** start Text **

OC Film Professor Dr. Tim Walters says that instructors in the program selected an intentionally diverse array of films that would give students and members of the local film-loving public the chance to get a sense of the multitude of ways in which individuals have fought back against oppressive elements of their culture.

“We’re showcasing a mixture of feature films and documentaries drawn from a period of over 50 years, including fictional and historical representations of various manifestations of resistance and revolution, from the Cuban revolution, to the counterculture of the 1960s, to contemporary labour and environmental activists/ ‘eco-terrorists’. This is inherently dramatic, ethically murky, material, and makes for some brilliant films that ask provocative questions about our relationship to power.”

The Festival continues on Feb. 26 at 7 p.m. with the Oscar nominated The Weather Underground, a remarkable documentary about the 1960s student activist led domestic terrorist organization “The Weatherman,” who launched a protracted bombing campaign on US soil targeting politicians, police, and the military in response to the US government’s involvement in the Vietnam war and civil rights abuses. A week later, on March 5 at 5 p.m., the sixties theme continues with arguably the defining film of the hippy counterculture of that era, Easy Rider, starring Jack Nicholson, Dennis Hopper, and Peter Fonda.

** end Text **
** start Recorded information **

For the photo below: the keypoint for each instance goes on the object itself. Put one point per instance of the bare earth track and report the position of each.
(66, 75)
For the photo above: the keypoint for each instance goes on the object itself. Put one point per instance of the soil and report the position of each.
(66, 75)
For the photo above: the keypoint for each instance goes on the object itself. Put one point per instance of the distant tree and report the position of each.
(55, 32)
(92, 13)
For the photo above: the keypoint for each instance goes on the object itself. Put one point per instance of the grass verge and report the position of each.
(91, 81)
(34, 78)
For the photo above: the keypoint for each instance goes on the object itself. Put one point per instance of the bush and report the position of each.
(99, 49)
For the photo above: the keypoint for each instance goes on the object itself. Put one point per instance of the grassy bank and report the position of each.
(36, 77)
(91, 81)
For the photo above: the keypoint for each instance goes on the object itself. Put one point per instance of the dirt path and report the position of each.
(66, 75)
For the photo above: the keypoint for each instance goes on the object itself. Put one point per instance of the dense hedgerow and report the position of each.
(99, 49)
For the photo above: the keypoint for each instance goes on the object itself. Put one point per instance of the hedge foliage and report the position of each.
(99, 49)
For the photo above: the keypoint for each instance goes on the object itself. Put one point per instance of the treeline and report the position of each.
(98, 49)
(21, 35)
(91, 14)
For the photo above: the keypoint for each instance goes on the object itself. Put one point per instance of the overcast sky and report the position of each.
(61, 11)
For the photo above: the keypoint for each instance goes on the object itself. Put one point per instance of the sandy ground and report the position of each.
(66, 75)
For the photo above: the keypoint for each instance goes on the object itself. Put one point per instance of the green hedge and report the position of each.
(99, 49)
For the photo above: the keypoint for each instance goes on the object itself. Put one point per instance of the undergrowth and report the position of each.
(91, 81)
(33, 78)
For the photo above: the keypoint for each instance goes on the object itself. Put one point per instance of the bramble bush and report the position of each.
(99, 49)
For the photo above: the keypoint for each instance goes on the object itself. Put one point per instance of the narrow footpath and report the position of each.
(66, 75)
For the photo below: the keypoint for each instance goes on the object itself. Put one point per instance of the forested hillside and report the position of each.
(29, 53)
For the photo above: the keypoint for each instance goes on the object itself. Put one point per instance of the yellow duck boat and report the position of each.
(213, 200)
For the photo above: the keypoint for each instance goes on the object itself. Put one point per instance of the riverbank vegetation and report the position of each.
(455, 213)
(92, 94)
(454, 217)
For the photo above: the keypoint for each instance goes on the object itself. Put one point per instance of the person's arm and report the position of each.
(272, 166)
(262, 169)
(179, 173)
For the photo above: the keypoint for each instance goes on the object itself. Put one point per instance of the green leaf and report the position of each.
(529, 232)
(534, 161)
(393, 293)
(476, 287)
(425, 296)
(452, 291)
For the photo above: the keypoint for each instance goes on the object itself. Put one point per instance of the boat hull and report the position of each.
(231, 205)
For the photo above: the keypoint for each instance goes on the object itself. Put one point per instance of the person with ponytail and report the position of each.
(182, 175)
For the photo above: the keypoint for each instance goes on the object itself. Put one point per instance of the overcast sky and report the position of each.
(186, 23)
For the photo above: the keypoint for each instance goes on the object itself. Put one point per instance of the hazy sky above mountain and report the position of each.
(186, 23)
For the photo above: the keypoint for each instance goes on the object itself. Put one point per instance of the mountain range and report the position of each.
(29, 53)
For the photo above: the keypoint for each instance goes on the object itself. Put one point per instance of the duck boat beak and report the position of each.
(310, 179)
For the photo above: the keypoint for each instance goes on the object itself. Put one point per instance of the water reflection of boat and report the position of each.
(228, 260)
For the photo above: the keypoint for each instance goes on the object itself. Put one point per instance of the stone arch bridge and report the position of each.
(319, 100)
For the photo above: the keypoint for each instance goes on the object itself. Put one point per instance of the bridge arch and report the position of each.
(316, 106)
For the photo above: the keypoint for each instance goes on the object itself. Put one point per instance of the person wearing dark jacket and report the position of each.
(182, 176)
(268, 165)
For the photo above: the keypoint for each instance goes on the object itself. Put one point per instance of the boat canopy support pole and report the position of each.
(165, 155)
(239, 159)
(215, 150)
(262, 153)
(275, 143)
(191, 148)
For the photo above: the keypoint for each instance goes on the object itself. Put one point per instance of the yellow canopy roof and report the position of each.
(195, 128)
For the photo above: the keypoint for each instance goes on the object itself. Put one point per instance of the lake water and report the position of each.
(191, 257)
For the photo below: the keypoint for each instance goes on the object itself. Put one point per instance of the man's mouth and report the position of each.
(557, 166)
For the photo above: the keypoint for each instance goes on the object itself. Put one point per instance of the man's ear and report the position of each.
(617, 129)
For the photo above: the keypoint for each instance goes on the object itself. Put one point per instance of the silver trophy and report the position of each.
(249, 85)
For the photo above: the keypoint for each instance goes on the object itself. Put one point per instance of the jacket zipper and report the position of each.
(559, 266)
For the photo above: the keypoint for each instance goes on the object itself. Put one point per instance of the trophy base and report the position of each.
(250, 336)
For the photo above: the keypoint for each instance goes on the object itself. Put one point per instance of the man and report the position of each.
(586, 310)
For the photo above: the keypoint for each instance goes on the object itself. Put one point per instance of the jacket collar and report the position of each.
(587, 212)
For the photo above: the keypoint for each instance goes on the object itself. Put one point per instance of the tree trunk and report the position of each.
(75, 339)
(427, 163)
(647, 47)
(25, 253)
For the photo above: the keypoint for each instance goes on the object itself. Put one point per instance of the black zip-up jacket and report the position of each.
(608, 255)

** end Recorded information **
** start Recorded information **

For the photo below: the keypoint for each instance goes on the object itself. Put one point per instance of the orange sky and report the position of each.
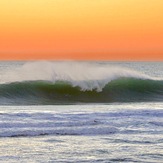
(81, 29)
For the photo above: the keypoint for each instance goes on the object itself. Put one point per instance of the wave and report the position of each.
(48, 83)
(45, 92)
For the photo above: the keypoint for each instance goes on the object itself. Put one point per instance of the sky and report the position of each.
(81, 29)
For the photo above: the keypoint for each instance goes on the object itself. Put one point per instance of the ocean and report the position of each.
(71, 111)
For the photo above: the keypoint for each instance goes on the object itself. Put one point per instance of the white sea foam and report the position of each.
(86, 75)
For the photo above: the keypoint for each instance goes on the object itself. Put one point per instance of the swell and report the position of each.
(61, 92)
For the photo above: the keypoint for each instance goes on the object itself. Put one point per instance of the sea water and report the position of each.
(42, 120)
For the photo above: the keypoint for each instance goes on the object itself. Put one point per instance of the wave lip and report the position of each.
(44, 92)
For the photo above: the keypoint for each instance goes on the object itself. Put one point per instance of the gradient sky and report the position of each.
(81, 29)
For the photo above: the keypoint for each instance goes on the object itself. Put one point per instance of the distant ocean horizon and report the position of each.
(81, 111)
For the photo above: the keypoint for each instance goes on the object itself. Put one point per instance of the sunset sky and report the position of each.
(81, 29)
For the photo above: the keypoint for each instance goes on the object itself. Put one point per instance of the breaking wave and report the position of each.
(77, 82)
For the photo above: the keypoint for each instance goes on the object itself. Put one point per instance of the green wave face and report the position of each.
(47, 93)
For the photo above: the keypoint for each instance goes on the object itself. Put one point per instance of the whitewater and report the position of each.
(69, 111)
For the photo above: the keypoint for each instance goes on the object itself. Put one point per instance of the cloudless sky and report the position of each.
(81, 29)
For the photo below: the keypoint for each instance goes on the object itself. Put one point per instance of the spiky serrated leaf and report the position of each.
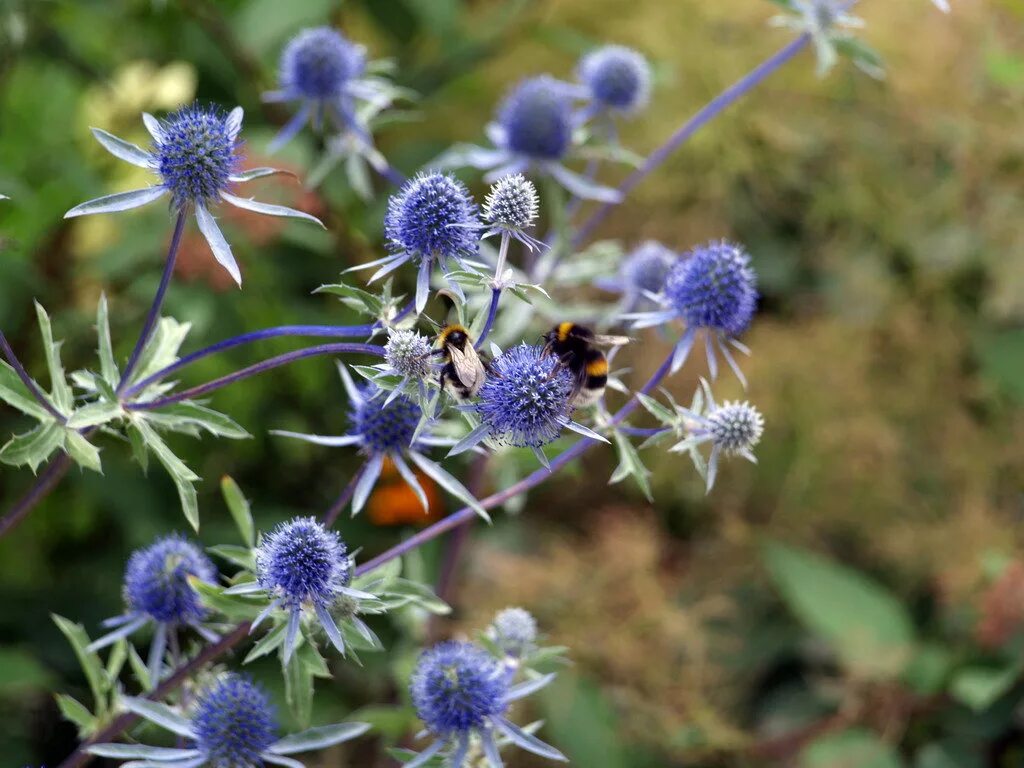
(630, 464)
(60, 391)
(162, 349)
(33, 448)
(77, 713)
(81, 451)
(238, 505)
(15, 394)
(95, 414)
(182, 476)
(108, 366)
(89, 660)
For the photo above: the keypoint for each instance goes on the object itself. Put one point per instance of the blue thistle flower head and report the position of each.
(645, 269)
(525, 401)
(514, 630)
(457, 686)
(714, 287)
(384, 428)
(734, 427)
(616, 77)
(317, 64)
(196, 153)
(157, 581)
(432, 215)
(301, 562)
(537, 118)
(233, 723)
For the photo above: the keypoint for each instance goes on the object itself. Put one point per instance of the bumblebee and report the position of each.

** end Recorded information **
** start Recorded information **

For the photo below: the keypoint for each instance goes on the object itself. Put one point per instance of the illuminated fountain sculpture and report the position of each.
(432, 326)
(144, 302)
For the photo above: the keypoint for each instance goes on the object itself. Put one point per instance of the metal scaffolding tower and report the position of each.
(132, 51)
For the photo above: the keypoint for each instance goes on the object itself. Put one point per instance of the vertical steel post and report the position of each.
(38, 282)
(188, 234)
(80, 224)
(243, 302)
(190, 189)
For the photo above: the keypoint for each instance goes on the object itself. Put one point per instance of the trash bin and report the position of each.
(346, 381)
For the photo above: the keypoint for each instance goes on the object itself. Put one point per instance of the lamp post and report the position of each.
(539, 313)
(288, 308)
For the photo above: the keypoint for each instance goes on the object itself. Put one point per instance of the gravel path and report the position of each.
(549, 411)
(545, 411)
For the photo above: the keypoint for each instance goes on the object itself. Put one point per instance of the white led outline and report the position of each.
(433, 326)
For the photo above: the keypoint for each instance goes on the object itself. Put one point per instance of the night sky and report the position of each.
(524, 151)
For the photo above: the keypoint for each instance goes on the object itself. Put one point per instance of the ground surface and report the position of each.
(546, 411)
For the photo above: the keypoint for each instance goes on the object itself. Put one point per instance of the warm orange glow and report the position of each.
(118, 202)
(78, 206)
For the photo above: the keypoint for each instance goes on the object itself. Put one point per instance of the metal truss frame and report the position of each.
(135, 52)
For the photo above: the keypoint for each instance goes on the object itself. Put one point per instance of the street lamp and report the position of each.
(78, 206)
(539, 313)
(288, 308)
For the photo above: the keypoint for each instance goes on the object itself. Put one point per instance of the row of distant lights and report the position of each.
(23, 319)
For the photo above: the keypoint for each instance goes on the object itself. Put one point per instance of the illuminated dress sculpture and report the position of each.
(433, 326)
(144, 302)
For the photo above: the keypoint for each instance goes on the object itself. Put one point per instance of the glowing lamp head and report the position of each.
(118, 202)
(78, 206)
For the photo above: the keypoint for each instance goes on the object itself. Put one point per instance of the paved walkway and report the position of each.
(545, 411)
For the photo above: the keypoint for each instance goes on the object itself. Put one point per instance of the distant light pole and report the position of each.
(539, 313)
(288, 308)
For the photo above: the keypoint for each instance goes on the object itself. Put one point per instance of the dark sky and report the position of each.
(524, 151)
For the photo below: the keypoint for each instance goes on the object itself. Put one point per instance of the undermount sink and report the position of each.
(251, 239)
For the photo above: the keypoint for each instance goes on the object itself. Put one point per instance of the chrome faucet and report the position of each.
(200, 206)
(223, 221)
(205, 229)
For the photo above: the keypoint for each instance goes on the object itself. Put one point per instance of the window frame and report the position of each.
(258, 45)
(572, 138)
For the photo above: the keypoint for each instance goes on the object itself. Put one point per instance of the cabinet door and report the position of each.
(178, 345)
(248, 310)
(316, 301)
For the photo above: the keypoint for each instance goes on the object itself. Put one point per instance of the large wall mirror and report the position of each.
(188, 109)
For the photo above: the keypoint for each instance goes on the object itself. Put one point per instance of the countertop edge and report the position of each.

** end Recorded information **

= The tasks =
**1)** According to the festival text, at what time on Feb. 26 does The Weather Underground screen?
**2)** List every actor the festival text names as starring in Easy Rider.
**3)** Output the festival text between "OC Film Professor" and "of their culture.", inclusive.
You can leave the material aside.

= Outputs by task =
**1)** 7 p.m.

**2)** Jack Nicholson, Dennis Hopper, Peter Fonda

**3)**
OC Film Professor Dr. Tim Walters says that instructors in the program selected an intentionally diverse array of films that would give students and members of the local film-loving public the chance to get a sense of the multitude of ways in which individuals have fought back against oppressive elements of their culture.